▶ Input:
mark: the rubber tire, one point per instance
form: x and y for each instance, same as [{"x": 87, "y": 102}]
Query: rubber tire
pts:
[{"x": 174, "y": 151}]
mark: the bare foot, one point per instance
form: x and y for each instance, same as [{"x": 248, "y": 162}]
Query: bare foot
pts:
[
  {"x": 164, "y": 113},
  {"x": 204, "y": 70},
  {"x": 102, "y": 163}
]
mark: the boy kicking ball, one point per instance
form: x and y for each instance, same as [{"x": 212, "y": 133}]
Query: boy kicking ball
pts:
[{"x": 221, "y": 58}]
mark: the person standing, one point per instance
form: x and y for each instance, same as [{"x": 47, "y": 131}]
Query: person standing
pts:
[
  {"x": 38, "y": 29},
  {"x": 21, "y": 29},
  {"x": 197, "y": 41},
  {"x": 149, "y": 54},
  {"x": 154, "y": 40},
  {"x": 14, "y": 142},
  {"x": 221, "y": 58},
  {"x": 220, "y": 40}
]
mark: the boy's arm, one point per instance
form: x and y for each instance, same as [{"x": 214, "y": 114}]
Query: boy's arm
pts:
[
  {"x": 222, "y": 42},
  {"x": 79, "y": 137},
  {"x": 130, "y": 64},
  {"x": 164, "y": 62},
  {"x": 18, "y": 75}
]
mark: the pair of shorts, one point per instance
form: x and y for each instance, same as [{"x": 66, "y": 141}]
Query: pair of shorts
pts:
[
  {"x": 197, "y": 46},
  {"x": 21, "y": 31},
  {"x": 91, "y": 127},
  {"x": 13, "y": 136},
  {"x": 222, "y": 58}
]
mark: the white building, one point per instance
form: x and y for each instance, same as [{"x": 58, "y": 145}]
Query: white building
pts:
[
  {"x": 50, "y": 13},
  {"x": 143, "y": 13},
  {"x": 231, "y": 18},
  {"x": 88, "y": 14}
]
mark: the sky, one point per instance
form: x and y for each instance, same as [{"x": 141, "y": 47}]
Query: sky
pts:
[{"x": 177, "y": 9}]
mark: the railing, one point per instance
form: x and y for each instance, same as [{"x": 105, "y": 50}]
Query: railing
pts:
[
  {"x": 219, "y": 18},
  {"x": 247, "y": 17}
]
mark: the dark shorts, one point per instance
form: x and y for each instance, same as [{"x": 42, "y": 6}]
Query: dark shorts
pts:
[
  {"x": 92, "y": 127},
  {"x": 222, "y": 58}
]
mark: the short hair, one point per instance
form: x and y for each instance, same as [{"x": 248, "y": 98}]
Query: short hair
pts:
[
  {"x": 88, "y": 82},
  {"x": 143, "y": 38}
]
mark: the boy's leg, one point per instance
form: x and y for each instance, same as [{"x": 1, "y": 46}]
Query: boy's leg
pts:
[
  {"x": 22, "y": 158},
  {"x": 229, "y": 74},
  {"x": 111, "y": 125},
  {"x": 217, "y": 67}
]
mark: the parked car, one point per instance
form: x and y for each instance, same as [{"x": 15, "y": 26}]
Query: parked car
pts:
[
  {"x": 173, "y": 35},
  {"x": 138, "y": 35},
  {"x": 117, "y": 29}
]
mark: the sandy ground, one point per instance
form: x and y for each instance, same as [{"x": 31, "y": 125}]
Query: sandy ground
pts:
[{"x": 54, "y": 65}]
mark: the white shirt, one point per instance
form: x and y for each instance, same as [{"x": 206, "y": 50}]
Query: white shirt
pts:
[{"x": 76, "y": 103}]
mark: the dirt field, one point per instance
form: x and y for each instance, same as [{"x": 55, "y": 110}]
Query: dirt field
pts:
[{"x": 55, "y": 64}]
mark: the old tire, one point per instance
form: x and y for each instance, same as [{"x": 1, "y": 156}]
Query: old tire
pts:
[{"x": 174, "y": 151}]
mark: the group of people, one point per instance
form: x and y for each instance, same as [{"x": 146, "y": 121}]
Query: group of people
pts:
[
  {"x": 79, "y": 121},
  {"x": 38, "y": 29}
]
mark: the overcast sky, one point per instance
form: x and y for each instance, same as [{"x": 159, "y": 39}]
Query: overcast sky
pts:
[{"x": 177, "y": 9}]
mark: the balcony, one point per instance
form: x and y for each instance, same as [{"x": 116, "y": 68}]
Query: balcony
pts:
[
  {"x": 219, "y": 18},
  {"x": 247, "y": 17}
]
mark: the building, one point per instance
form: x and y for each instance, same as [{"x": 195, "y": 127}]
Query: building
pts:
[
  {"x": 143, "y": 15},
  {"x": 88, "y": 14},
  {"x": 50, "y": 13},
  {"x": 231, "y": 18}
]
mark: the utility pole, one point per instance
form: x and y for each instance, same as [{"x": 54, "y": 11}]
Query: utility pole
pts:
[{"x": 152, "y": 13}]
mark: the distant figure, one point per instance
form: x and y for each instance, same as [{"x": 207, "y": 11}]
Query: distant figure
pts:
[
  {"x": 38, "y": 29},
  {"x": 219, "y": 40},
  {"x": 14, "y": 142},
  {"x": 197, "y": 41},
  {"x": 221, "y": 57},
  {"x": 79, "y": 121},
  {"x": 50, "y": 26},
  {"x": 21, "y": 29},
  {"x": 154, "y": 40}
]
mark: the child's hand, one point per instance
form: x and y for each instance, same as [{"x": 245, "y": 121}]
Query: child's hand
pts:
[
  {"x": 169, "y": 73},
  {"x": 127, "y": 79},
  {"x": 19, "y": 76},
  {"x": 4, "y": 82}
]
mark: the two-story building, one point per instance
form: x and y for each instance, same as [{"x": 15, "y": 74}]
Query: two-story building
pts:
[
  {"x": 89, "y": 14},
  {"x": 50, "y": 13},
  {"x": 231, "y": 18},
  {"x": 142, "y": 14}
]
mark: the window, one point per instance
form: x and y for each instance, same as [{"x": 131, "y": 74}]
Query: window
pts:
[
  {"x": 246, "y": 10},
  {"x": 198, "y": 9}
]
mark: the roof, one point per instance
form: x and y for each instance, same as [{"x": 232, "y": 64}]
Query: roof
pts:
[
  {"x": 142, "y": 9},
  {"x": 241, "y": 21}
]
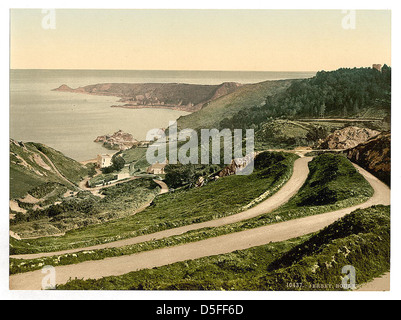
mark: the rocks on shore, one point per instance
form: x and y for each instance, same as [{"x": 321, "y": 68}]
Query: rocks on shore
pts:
[{"x": 374, "y": 155}]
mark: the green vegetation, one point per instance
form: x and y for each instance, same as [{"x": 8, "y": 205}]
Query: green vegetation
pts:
[
  {"x": 117, "y": 163},
  {"x": 360, "y": 239},
  {"x": 176, "y": 209},
  {"x": 68, "y": 167},
  {"x": 83, "y": 210},
  {"x": 102, "y": 179},
  {"x": 30, "y": 169}
]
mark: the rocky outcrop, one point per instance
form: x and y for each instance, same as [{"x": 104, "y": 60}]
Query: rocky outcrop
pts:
[
  {"x": 238, "y": 166},
  {"x": 179, "y": 96},
  {"x": 374, "y": 156},
  {"x": 119, "y": 140},
  {"x": 346, "y": 138}
]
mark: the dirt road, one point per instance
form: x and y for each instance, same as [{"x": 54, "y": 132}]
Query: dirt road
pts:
[
  {"x": 297, "y": 179},
  {"x": 214, "y": 246},
  {"x": 378, "y": 284}
]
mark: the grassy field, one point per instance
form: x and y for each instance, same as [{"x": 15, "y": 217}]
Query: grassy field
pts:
[
  {"x": 360, "y": 239},
  {"x": 68, "y": 167},
  {"x": 295, "y": 208},
  {"x": 230, "y": 195},
  {"x": 243, "y": 98},
  {"x": 30, "y": 169}
]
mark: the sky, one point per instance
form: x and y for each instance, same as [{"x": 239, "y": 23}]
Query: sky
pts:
[{"x": 238, "y": 40}]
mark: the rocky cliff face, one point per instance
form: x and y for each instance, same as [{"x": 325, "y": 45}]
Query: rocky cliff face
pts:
[
  {"x": 347, "y": 138},
  {"x": 119, "y": 140},
  {"x": 185, "y": 97},
  {"x": 374, "y": 155}
]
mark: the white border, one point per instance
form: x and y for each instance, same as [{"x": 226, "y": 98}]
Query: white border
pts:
[{"x": 206, "y": 4}]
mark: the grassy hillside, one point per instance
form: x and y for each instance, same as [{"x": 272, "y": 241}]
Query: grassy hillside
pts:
[
  {"x": 344, "y": 93},
  {"x": 374, "y": 156},
  {"x": 243, "y": 99},
  {"x": 30, "y": 169},
  {"x": 360, "y": 239},
  {"x": 230, "y": 195},
  {"x": 320, "y": 179},
  {"x": 189, "y": 97}
]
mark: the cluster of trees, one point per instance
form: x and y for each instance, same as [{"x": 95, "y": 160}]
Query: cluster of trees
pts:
[
  {"x": 117, "y": 163},
  {"x": 340, "y": 93}
]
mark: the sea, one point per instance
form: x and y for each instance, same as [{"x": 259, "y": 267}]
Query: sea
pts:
[{"x": 69, "y": 122}]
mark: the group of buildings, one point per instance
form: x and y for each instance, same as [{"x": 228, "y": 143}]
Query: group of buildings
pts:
[{"x": 105, "y": 160}]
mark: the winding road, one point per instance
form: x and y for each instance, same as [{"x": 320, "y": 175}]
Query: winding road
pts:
[{"x": 219, "y": 245}]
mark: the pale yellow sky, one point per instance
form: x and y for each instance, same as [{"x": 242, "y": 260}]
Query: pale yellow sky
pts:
[{"x": 256, "y": 40}]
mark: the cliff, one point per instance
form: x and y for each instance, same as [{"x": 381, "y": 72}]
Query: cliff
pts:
[
  {"x": 185, "y": 97},
  {"x": 119, "y": 140},
  {"x": 374, "y": 155}
]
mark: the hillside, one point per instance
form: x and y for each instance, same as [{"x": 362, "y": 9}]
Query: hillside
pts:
[
  {"x": 34, "y": 164},
  {"x": 243, "y": 99},
  {"x": 374, "y": 155},
  {"x": 180, "y": 96},
  {"x": 344, "y": 93},
  {"x": 346, "y": 138}
]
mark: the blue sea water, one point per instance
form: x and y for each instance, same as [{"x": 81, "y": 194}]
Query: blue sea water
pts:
[{"x": 69, "y": 122}]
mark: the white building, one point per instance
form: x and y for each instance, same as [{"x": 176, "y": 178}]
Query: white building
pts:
[{"x": 104, "y": 160}]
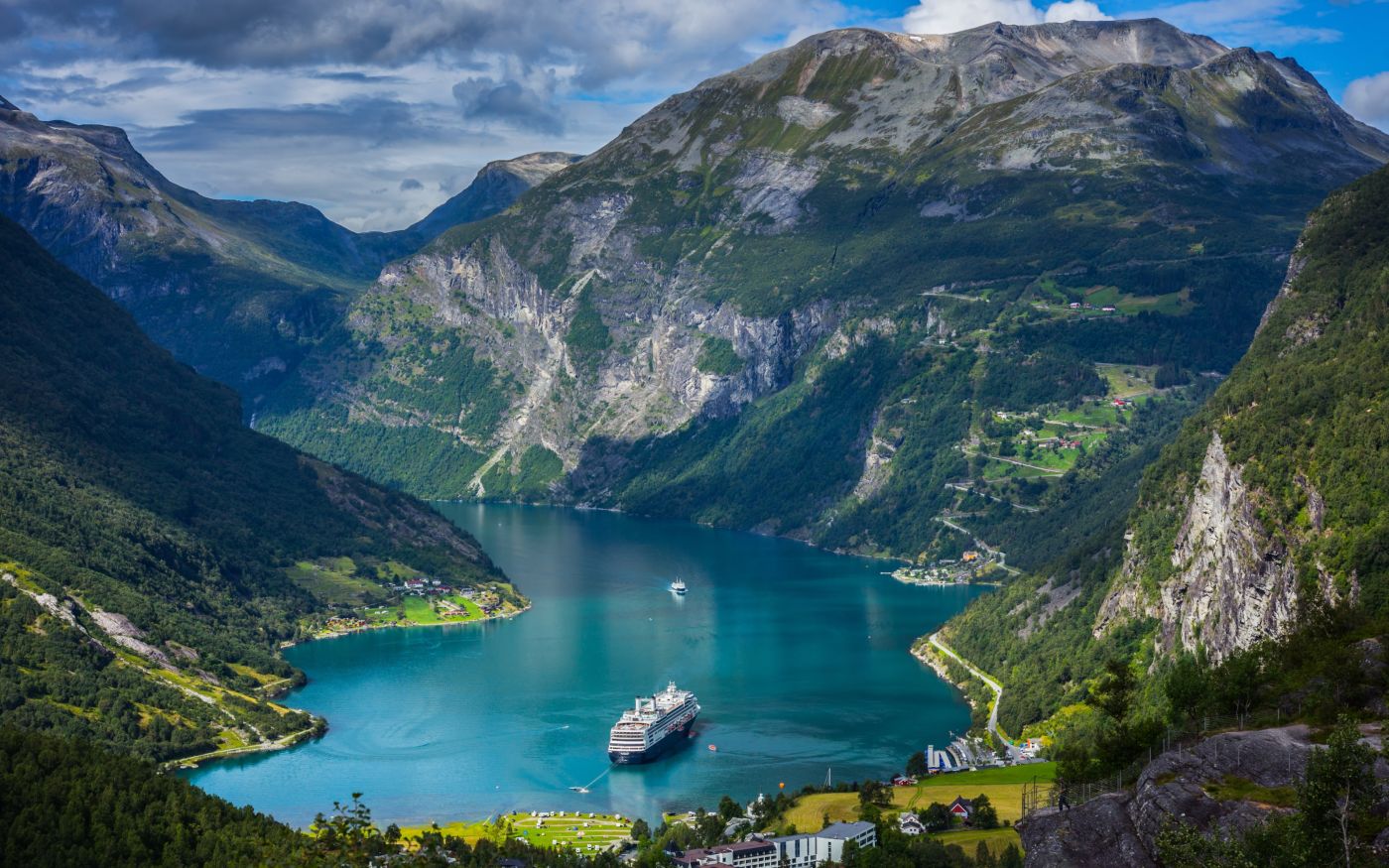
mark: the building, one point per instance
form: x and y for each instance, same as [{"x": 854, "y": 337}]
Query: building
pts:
[
  {"x": 743, "y": 854},
  {"x": 823, "y": 846},
  {"x": 795, "y": 850},
  {"x": 910, "y": 823}
]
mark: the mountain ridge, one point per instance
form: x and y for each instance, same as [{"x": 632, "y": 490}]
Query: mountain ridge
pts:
[
  {"x": 664, "y": 310},
  {"x": 150, "y": 544},
  {"x": 238, "y": 289}
]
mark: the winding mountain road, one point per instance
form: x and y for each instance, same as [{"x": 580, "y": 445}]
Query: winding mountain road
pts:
[{"x": 997, "y": 691}]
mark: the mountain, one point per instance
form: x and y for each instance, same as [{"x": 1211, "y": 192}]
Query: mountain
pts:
[
  {"x": 1270, "y": 503},
  {"x": 833, "y": 294},
  {"x": 1263, "y": 520},
  {"x": 238, "y": 289},
  {"x": 153, "y": 551},
  {"x": 497, "y": 185}
]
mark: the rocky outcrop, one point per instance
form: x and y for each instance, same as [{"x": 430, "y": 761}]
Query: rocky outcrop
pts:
[
  {"x": 1094, "y": 835},
  {"x": 1235, "y": 582},
  {"x": 1226, "y": 785}
]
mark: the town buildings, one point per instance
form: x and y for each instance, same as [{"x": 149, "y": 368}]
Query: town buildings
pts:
[{"x": 791, "y": 850}]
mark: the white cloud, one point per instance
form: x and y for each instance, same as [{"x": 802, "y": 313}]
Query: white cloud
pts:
[
  {"x": 1242, "y": 23},
  {"x": 1075, "y": 10},
  {"x": 1368, "y": 99},
  {"x": 337, "y": 101},
  {"x": 953, "y": 16}
]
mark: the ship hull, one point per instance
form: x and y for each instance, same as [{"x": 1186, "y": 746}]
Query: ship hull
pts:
[{"x": 671, "y": 742}]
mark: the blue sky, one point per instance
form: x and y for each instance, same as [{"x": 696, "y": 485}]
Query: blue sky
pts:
[{"x": 377, "y": 110}]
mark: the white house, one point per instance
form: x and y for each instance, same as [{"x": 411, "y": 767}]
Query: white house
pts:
[{"x": 823, "y": 846}]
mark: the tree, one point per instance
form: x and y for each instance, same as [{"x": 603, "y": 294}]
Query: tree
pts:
[
  {"x": 347, "y": 836},
  {"x": 937, "y": 816},
  {"x": 1010, "y": 857},
  {"x": 1239, "y": 681},
  {"x": 982, "y": 857},
  {"x": 1336, "y": 796},
  {"x": 875, "y": 792},
  {"x": 985, "y": 815},
  {"x": 1187, "y": 686},
  {"x": 917, "y": 764}
]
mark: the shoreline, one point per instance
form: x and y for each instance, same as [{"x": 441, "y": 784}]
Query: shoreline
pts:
[
  {"x": 282, "y": 743},
  {"x": 618, "y": 511},
  {"x": 291, "y": 643}
]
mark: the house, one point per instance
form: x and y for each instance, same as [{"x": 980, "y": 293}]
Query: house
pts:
[
  {"x": 743, "y": 854},
  {"x": 823, "y": 846}
]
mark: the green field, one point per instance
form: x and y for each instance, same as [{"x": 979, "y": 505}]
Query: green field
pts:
[
  {"x": 423, "y": 610},
  {"x": 578, "y": 830},
  {"x": 1122, "y": 384},
  {"x": 333, "y": 579},
  {"x": 1170, "y": 305},
  {"x": 1003, "y": 787},
  {"x": 968, "y": 840}
]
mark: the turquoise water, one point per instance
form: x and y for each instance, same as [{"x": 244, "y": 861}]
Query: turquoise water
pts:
[{"x": 799, "y": 657}]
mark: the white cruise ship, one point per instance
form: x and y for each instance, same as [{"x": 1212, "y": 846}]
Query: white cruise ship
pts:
[{"x": 655, "y": 725}]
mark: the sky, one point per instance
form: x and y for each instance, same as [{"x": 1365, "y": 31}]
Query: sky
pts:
[{"x": 378, "y": 110}]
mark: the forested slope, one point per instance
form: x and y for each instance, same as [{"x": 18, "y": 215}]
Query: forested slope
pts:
[{"x": 145, "y": 531}]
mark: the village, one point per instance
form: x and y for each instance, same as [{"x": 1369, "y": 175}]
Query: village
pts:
[
  {"x": 971, "y": 566},
  {"x": 421, "y": 601}
]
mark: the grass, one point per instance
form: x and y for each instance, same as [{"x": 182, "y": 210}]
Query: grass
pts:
[
  {"x": 968, "y": 840},
  {"x": 421, "y": 610},
  {"x": 471, "y": 832},
  {"x": 1240, "y": 789},
  {"x": 1124, "y": 384},
  {"x": 249, "y": 673},
  {"x": 569, "y": 832},
  {"x": 333, "y": 580},
  {"x": 1003, "y": 787}
]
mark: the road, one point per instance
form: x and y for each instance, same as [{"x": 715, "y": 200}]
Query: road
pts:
[
  {"x": 978, "y": 544},
  {"x": 997, "y": 693}
]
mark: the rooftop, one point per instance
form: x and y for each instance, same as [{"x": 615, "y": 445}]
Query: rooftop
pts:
[{"x": 842, "y": 830}]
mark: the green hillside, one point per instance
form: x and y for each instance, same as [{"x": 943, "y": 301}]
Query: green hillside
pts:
[
  {"x": 146, "y": 537},
  {"x": 1302, "y": 421},
  {"x": 851, "y": 288}
]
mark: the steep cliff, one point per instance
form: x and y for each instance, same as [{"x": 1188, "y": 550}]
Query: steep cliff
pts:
[
  {"x": 1271, "y": 499},
  {"x": 863, "y": 242},
  {"x": 150, "y": 544},
  {"x": 238, "y": 289}
]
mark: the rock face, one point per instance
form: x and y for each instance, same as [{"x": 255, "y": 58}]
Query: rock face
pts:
[
  {"x": 1178, "y": 787},
  {"x": 1229, "y": 549},
  {"x": 238, "y": 289},
  {"x": 1233, "y": 582},
  {"x": 759, "y": 247},
  {"x": 497, "y": 185}
]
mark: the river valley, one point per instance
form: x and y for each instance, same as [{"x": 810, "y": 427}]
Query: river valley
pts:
[{"x": 799, "y": 657}]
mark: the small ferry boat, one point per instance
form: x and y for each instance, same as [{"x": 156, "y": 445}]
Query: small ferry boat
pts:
[{"x": 653, "y": 726}]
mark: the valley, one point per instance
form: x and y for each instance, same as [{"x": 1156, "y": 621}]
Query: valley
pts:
[{"x": 1073, "y": 328}]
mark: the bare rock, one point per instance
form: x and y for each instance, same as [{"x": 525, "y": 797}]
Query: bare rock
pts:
[{"x": 1097, "y": 833}]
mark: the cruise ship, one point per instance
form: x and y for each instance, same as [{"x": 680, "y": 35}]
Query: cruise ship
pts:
[{"x": 653, "y": 726}]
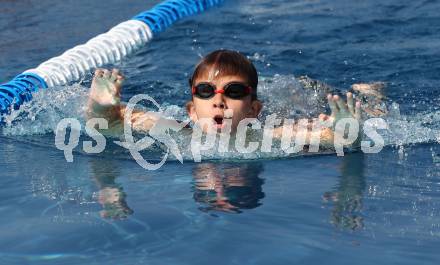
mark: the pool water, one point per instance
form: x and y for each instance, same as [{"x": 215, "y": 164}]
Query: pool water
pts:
[{"x": 361, "y": 208}]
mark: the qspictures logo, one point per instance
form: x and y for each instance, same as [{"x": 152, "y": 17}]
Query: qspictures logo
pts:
[{"x": 293, "y": 136}]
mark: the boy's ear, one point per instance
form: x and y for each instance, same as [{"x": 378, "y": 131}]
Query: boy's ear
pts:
[
  {"x": 256, "y": 107},
  {"x": 190, "y": 108}
]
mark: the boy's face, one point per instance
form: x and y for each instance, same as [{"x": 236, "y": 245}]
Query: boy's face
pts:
[{"x": 219, "y": 106}]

▶ Exercise prompt: Print again, word for word, every line from the line with "mark: the steep cliff, one point per instance" to the final line of the records, inclusive; skip the pictures.

▶ Complete response:
mark: the steep cliff, one point per instance
form: x and y for each instance, same as [{"x": 1188, "y": 550}]
Query: steep cliff
pts:
[
  {"x": 1271, "y": 499},
  {"x": 863, "y": 242},
  {"x": 150, "y": 544},
  {"x": 238, "y": 289}
]
mark: the rock face, one point per instance
form: x and y for each instance, same as [{"x": 255, "y": 58}]
Query: rock face
pts:
[
  {"x": 1178, "y": 787},
  {"x": 1229, "y": 549},
  {"x": 238, "y": 289},
  {"x": 1233, "y": 582},
  {"x": 759, "y": 247},
  {"x": 497, "y": 185}
]
mark: the river valley, one point per instance
form: x and y for each instance, same as [{"x": 810, "y": 427}]
Query: river valley
pts:
[{"x": 799, "y": 657}]
mark: the small ferry boat, one point per instance
form: x and y for each instance, same as [{"x": 156, "y": 445}]
Query: small ferry boat
pts:
[{"x": 653, "y": 726}]
mark: the valley, one point per instance
form: x and y for each instance, same as [{"x": 1156, "y": 621}]
Query: valley
pts:
[{"x": 1073, "y": 328}]
mark: the bare rock, one point per instance
form: x and y for each instance, same as [{"x": 525, "y": 797}]
Query: bare rock
pts:
[{"x": 1097, "y": 833}]
mark: the cruise ship, one point per instance
form: x and y for each instance, same as [{"x": 680, "y": 35}]
Query: cruise ship
pts:
[{"x": 653, "y": 726}]
mark: the pool water, one point per instance
form: x and y for each instance, same as [{"x": 215, "y": 164}]
Query: pool water
pts:
[{"x": 361, "y": 208}]
mark: the qspictures logo, one point per instance
form: x and y for each instance, same as [{"x": 152, "y": 17}]
Query: qspictures logo
pts:
[{"x": 293, "y": 136}]
mark: the boy's ear, one point per instance
form: x and y for each instance, same as [{"x": 378, "y": 131}]
Query: boy's ear
pts:
[
  {"x": 256, "y": 107},
  {"x": 190, "y": 108}
]
mark: the boy's face, one point per instance
form: x and y for each instance, same as [{"x": 236, "y": 245}]
Query: boy's face
pts:
[{"x": 219, "y": 106}]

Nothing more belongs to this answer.